# Given passage
[start]
Top job roles include managers and high-level company leadership (61%), developers and instructional designers (17%), and mid- and low-level company employees (22%).

 

Time, Money, and Services: Training Expenditure Data

According to the report, training expenditures across respondents’ companies decreased by 6.4%. Total expenditures, including payroll and training products and services, totaled $87.6 billion. Of that total, $47 billion was spent on payroll for training professionals and $11 billion was spent on external goods and services.

In addition, professionals selected top training materials that they plan to purchase in the upcoming year. The most popular products and services include:

  • Online learning tools and systems (41% of respondents)
  • Learning management systems (33%)
  • Classroom tools and systems (32%)
  • Content development (31%)
  • Authoring tools and systems (27%)

It is no surprise that the data shows that professionals continue to transition more spending from classrooms to online. That said, it is interesting to know that classroom tools are still a priority. Consistent with this report, SNI has spent a great deal of effort developing new online learning tools and seen a great deal of success; however, we still believe that classroom is the best environment for an original session and online is the best medium for reinforcement.

 

Delivery Trends and Techniques

Companies utilized a mix of classroom learning, online learning, and blended techniques for training administration over the past year.

  • 79% of small companies, 86% of midsize companies, and 43% of large companies utilized blended learning techniques in 2018.
  • 39% of small companies, 35% of midsize companies, and 31% of large companies used instructor-led classrooms only.
  • 8% of small companies, 10% of midsize companies, and 14% of large companies used a virtual classroom.
[end]
# Object position labeling entries
[start]
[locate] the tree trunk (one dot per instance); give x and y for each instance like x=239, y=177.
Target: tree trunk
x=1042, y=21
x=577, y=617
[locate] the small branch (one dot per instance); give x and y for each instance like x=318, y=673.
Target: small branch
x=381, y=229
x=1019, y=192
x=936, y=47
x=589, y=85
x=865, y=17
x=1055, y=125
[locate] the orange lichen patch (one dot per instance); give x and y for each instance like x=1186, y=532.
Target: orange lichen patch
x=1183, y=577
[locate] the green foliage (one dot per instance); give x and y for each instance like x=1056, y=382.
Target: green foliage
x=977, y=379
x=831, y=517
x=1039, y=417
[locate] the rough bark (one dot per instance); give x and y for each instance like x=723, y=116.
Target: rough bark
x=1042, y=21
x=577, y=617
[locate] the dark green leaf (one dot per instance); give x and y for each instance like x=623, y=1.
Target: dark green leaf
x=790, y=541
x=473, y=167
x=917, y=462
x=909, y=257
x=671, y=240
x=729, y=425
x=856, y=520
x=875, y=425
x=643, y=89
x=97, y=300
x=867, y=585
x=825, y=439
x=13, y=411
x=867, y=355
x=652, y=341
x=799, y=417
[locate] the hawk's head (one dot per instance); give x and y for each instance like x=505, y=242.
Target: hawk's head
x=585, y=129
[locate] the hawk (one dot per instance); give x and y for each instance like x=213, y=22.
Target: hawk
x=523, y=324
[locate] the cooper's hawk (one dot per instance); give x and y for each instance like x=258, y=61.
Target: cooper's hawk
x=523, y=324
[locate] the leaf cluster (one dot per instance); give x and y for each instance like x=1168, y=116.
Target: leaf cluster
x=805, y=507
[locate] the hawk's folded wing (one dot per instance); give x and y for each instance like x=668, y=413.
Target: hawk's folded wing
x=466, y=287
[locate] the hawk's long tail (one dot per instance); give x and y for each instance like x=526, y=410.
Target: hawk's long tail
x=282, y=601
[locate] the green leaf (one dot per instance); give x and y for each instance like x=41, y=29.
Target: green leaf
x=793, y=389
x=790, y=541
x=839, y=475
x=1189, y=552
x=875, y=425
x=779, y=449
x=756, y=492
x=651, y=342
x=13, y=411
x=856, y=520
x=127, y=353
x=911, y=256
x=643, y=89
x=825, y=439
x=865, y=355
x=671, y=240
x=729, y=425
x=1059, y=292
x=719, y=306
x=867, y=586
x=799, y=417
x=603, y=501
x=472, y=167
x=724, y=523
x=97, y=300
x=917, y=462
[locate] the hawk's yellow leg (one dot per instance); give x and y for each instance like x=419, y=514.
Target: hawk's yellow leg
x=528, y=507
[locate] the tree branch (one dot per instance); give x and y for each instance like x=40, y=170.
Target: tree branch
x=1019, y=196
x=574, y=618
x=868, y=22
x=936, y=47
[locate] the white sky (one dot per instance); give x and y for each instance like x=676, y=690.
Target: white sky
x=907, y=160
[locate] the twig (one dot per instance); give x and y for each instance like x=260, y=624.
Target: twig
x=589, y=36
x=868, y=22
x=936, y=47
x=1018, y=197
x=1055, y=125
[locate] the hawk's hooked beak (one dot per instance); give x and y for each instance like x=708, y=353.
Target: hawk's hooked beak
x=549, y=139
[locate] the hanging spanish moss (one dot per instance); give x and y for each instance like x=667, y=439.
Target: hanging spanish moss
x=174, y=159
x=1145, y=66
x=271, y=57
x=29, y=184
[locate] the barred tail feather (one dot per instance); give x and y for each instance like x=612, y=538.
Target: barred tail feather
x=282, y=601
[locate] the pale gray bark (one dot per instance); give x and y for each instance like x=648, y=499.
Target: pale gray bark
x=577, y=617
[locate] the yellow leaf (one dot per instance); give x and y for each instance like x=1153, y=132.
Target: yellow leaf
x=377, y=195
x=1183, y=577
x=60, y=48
[end]
# What you are asked to do
Using the training excerpt, answer these three questions:
1. What total amount did training expenditures reach, including payroll and training products and services?
2. What percentage of respondents plan to purchase online learning tools and systems?
3. What percentage of large companies used instructor-led classrooms only?
Rely only on the training excerpt above.

# Finished exercise
1. $87.6 billion
2. 41%
3. 31%